>> Begin TEXT PROVIDED

On the other hand, if the set including source node \(\mathcal {S}\) excludes a node c _k in \(\mathcal {C}_{2}\), the edge (\(\mathcal {F}\), c _k ) will be added into the new cut set, the capacity of the new cut set is increased by \(\sum _{l=1}^{M} a_{lm}r_{l,j}\). If a node s _i in Λ connecting to c _k is excluded with c _k together from the set including source node \(\mathcal {S}\), the edges (\(\mathcal {F}\), c _j ) with c _j ∈ s _i will be added into the new cut set, the edge ( s _i , \(\mathcal {L}\)) will be deleted from the new cut set. Hence, the capacity of new cut set will be increased by \(\sum _{j: c_{j}\in s_{i}}\sum _{l=1}^Ma_{lm}r_{l,j} - U_mN_{m}^{(i)}\), which is larger than 0 since chunks in \(\mathcal {C}_{2}\) do not receive enough peer upload bandwidth to be served. Hence, the capacity of new cut set increases.

Therefore, the cut we construct with capacity \(\sum _{j=1}^{J} x_{m,j}\) is the minimum cut. Applying the min-cut max-flow theorem, we have proved that the number of total concurrently served requests is equal to the maximum bipartite flow. □

Appendix B: Proof of Lemma 1

Proof

When \(N_{m}^{(i)}\)’s satisfy (9), let \(\epsilon _{\mathcal {A}} = 0\) for all \(\mathcal {A} \subset \mathcal {C}\), and \(\epsilon _{\mathcal {A}} = \max \{0,\ln \eta _{m}\}\) for \(\mathcal {A} = \mathcal {C}\). It is easy to verify that \(x_{m,j} = \min \left \{ \sum _{l=1}^Ma_{lm}r_{l,j},\frac {\sum _{l=1}^Ma_{lm}r_{l,j}}{\eta _{m}}\right \}, 1 \le j \le J\), are solutions to the KKT conditions in Section 3.2. Hence, the average chunk miss rate is \(L_{m} =1-\frac {\sum _{j=1}^{J} x_{m,j}}{\sum _{l=1}^Ma_{lm}r_{l}}= 1- \frac {\min \left \{1,\frac {1}{\eta _{m}}\right \}\sum _{j=1}^{J} \sum _{l=1}^Ma_{lm}r_{l,j}}{\sum _{l=1}^Ma_{lm}r_{l}}=1-\min \left \{1, \frac {1}{\eta _{m}}\right \}=\max \left \{ 0, 1-\right .\) \( \left .\frac {1}{\eta _{m}}\right \}\). □

Appendix C: Proof of Lemma 2

Proof

We prove the caching strategy in Lemma 2 satisfies the optimal cache condition (9) in Lemma 1, by induction.

>> End TEXT PROVIDED
>> Begin ROWS

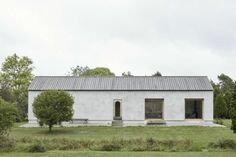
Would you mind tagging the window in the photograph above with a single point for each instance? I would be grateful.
(153, 108)
(193, 108)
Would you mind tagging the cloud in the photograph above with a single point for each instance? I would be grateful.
(175, 37)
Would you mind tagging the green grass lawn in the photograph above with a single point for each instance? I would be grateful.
(120, 154)
(200, 136)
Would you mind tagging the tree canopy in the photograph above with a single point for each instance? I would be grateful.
(52, 107)
(86, 71)
(15, 78)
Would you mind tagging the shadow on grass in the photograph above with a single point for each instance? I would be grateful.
(57, 131)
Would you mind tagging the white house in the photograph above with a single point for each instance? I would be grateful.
(138, 100)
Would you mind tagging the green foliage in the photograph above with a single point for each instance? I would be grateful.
(233, 110)
(52, 107)
(223, 144)
(222, 96)
(128, 73)
(157, 74)
(15, 77)
(86, 71)
(111, 147)
(6, 142)
(78, 70)
(99, 71)
(37, 147)
(219, 121)
(7, 116)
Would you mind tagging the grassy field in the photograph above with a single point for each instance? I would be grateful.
(200, 136)
(120, 154)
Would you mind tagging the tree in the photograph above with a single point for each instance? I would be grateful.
(15, 79)
(233, 110)
(86, 71)
(128, 73)
(226, 85)
(220, 109)
(157, 74)
(78, 70)
(52, 107)
(7, 116)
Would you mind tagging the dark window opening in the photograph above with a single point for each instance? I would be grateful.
(193, 108)
(153, 108)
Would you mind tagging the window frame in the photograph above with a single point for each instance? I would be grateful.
(162, 107)
(199, 99)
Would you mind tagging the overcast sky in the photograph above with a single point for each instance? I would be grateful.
(176, 37)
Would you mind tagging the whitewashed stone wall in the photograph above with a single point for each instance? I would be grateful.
(97, 106)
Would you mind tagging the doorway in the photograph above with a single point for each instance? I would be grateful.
(117, 110)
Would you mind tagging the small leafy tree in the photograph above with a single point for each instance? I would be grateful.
(127, 74)
(233, 110)
(157, 73)
(15, 77)
(8, 115)
(52, 107)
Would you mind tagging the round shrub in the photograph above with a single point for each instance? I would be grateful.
(52, 107)
(37, 147)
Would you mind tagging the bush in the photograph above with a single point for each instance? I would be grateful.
(111, 147)
(52, 107)
(223, 144)
(219, 121)
(7, 116)
(37, 147)
(6, 142)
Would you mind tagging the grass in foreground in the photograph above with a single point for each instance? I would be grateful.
(126, 139)
(120, 154)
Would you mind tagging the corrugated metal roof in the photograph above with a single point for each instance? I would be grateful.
(136, 83)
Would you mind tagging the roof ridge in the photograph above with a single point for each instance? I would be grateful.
(125, 76)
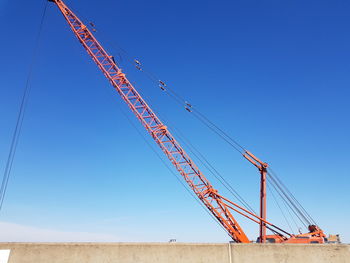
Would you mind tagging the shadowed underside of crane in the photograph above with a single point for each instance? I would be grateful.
(220, 207)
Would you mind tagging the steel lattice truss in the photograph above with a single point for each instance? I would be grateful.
(178, 157)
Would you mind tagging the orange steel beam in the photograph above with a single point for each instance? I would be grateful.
(262, 169)
(159, 132)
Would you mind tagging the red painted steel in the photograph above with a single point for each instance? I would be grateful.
(218, 205)
(178, 157)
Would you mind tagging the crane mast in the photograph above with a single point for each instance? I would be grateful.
(159, 132)
(219, 206)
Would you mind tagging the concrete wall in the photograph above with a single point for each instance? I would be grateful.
(174, 252)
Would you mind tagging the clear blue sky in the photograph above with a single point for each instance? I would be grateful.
(273, 74)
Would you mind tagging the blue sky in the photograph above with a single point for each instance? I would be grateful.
(273, 74)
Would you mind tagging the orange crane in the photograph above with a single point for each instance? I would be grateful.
(218, 205)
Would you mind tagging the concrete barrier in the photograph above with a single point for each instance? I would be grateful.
(174, 252)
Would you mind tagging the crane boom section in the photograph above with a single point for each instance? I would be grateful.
(172, 149)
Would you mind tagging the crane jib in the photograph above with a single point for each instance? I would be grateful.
(218, 205)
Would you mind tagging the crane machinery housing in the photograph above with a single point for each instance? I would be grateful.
(219, 206)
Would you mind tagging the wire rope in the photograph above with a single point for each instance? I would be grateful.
(21, 114)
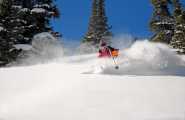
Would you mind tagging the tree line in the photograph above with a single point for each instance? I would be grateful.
(168, 23)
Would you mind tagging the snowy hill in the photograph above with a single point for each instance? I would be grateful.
(150, 85)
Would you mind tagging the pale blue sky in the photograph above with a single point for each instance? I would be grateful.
(125, 16)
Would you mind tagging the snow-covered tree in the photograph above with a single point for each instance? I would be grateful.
(20, 20)
(162, 23)
(8, 52)
(98, 26)
(178, 40)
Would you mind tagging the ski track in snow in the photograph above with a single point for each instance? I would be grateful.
(150, 85)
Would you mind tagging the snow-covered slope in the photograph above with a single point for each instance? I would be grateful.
(150, 85)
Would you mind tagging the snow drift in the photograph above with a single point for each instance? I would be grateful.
(60, 90)
(136, 58)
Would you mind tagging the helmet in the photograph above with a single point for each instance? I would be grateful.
(103, 44)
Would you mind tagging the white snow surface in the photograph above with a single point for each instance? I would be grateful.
(150, 85)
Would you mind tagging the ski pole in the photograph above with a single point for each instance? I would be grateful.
(116, 66)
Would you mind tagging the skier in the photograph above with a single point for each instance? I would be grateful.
(107, 51)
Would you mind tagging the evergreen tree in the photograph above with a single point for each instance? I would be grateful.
(98, 27)
(8, 52)
(162, 23)
(20, 20)
(178, 40)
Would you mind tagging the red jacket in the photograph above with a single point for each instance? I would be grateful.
(105, 52)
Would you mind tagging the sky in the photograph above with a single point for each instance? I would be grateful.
(125, 16)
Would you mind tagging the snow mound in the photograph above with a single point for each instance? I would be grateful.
(44, 48)
(145, 58)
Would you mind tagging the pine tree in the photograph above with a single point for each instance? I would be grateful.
(178, 40)
(20, 20)
(162, 23)
(98, 27)
(8, 52)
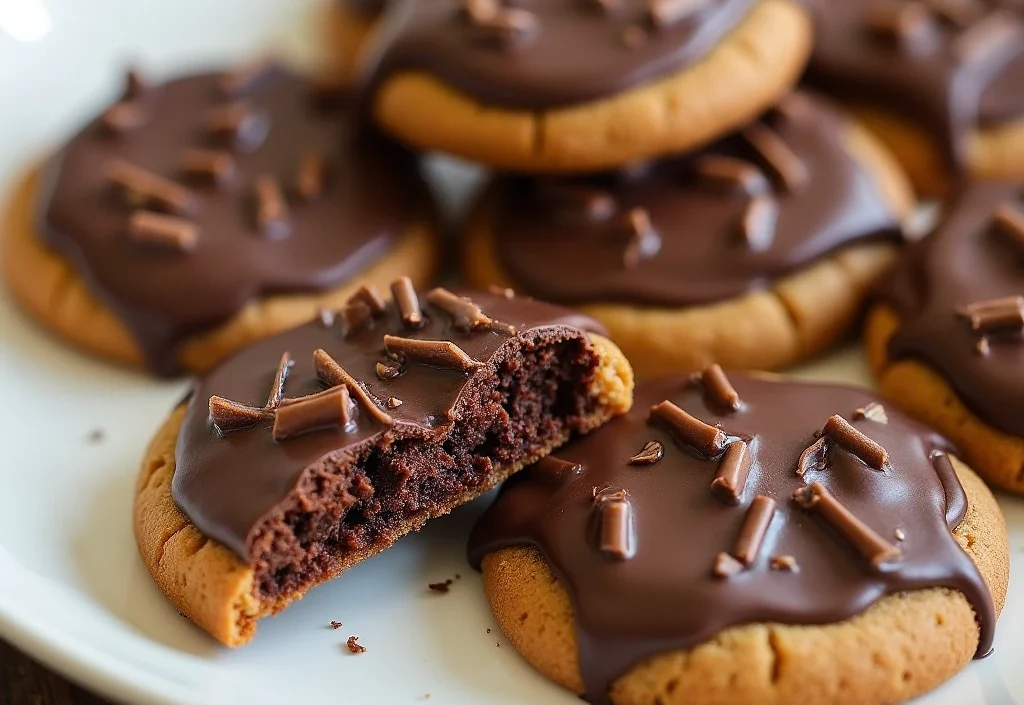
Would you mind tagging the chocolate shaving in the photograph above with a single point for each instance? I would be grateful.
(164, 231)
(730, 174)
(143, 188)
(651, 452)
(333, 374)
(755, 527)
(848, 438)
(211, 166)
(328, 409)
(873, 548)
(732, 471)
(726, 566)
(872, 412)
(702, 438)
(781, 163)
(441, 354)
(271, 210)
(408, 302)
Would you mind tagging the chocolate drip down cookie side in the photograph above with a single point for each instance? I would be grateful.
(946, 336)
(745, 539)
(196, 216)
(580, 85)
(312, 450)
(756, 252)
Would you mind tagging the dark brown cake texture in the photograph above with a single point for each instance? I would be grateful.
(315, 449)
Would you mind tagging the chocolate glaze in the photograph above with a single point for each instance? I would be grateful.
(927, 82)
(666, 597)
(964, 261)
(228, 485)
(702, 257)
(578, 52)
(166, 297)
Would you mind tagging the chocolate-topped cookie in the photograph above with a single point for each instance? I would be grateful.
(755, 252)
(579, 85)
(312, 450)
(747, 539)
(195, 216)
(946, 338)
(941, 82)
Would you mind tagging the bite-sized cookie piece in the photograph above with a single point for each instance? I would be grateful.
(946, 338)
(194, 217)
(310, 451)
(580, 85)
(745, 539)
(754, 253)
(939, 81)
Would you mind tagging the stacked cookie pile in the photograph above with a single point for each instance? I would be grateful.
(666, 199)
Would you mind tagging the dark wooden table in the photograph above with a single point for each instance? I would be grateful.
(23, 681)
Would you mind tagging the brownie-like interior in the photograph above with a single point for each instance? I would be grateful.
(532, 396)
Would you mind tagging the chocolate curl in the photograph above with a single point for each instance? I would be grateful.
(332, 373)
(752, 533)
(651, 452)
(702, 438)
(815, 498)
(872, 412)
(996, 316)
(758, 223)
(441, 354)
(230, 416)
(212, 166)
(143, 188)
(271, 210)
(784, 167)
(408, 302)
(730, 174)
(718, 388)
(325, 410)
(732, 472)
(848, 438)
(164, 231)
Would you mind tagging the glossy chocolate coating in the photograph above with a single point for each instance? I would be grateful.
(226, 485)
(577, 53)
(666, 597)
(702, 258)
(964, 261)
(164, 298)
(926, 80)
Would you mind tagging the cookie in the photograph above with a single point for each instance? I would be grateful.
(946, 337)
(754, 253)
(310, 451)
(569, 86)
(194, 217)
(939, 82)
(771, 557)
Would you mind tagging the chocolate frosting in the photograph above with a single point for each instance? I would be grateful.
(163, 296)
(666, 596)
(555, 253)
(574, 51)
(228, 484)
(965, 261)
(930, 75)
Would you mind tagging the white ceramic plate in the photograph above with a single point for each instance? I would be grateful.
(73, 591)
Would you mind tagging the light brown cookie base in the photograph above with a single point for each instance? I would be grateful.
(902, 646)
(992, 153)
(745, 74)
(801, 316)
(923, 392)
(48, 287)
(212, 586)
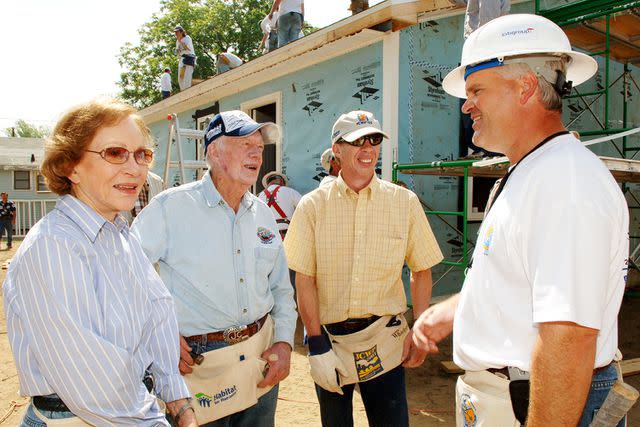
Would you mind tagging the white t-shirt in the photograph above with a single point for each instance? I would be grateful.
(287, 198)
(287, 6)
(181, 49)
(266, 25)
(553, 247)
(165, 82)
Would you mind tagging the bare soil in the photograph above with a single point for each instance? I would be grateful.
(430, 389)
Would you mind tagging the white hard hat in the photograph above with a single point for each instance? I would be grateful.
(325, 159)
(268, 177)
(516, 35)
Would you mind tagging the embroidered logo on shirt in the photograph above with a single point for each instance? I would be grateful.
(468, 410)
(368, 363)
(265, 235)
(486, 242)
(203, 400)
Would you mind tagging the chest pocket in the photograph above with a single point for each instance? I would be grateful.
(265, 262)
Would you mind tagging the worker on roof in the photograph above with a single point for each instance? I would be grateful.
(535, 325)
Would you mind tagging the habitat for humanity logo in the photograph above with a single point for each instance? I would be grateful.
(518, 32)
(225, 394)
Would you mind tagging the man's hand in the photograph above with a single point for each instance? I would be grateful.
(434, 325)
(188, 416)
(185, 358)
(278, 357)
(412, 355)
(562, 365)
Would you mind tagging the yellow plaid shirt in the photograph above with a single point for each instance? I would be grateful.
(355, 245)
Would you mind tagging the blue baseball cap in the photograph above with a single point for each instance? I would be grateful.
(238, 124)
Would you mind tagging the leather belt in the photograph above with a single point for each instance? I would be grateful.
(504, 372)
(350, 326)
(49, 403)
(232, 335)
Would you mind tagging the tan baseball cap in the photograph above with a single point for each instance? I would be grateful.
(354, 125)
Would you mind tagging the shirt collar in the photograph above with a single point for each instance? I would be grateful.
(213, 197)
(369, 190)
(89, 221)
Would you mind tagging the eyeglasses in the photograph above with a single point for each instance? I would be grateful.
(375, 139)
(120, 155)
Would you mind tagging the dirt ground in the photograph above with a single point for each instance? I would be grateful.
(430, 389)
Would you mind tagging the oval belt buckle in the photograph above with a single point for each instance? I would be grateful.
(234, 334)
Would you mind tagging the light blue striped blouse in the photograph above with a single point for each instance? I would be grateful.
(86, 314)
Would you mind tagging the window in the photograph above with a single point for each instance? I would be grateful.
(41, 185)
(21, 180)
(477, 197)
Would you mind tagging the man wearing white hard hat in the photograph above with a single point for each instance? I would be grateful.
(348, 241)
(281, 199)
(220, 256)
(331, 165)
(535, 325)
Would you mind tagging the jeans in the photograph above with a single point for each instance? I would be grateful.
(273, 40)
(289, 27)
(30, 418)
(601, 383)
(6, 224)
(384, 398)
(262, 414)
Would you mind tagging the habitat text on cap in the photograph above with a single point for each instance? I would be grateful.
(271, 176)
(237, 123)
(515, 38)
(354, 125)
(325, 159)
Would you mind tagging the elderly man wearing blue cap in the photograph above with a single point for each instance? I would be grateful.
(221, 256)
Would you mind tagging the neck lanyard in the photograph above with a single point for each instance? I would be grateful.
(504, 179)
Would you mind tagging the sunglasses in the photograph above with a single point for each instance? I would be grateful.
(374, 140)
(120, 155)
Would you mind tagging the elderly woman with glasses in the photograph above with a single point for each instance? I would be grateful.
(88, 318)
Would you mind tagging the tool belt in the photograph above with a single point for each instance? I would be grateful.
(226, 381)
(232, 335)
(368, 347)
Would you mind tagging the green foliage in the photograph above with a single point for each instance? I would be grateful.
(23, 129)
(215, 26)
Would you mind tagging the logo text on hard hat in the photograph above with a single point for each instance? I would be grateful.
(517, 32)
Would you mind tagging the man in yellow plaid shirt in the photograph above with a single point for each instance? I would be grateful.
(348, 242)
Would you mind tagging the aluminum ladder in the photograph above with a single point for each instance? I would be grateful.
(176, 136)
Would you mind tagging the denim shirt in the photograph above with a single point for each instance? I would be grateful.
(223, 268)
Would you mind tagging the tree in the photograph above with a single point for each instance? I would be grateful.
(215, 26)
(24, 129)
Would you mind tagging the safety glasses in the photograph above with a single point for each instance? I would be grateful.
(120, 155)
(375, 139)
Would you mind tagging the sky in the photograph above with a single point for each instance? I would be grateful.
(63, 52)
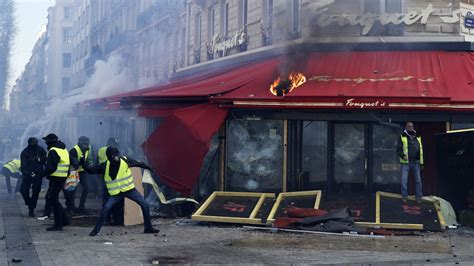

>> End ROWS

▶ EXERCISE DETAILS:
Please write out the proof text again, starting at the words "On the other" and ending after "cut set increases.". Switch "capacity" to "weight" everywhere it appears.

▶ RESULT:
On the other hand, if the set including source node \(\mathcal {S}\) excludes a node c _k in \(\mathcal {C}_{2}\), the edge (\(\mathcal {F}\), c _k ) will be added into the new cut set, the weight of the new cut set is increased by \(\sum _{l=1}^{M} a_{lm}r_{l,j}\). If a node s _i in Λ connecting to c _k is excluded with c _k together from the set including source node \(\mathcal {S}\), the edges (\(\mathcal {F}\), c _j ) with c _j ∈ s _i will be added into the new cut set, the edge ( s _i , \(\mathcal {L}\)) will be deleted from the new cut set. Hence, the weight of new cut set will be increased by \(\sum _{j: c_{j}\in s_{i}}\sum _{l=1}^Ma_{lm}r_{l,j} - U_mN_{m}^{(i)}\), which is larger than 0 since chunks in \(\mathcal {C}_{2}\) do not receive enough peer upload bandwidth to be served. Hence, the weight of new cut set increases.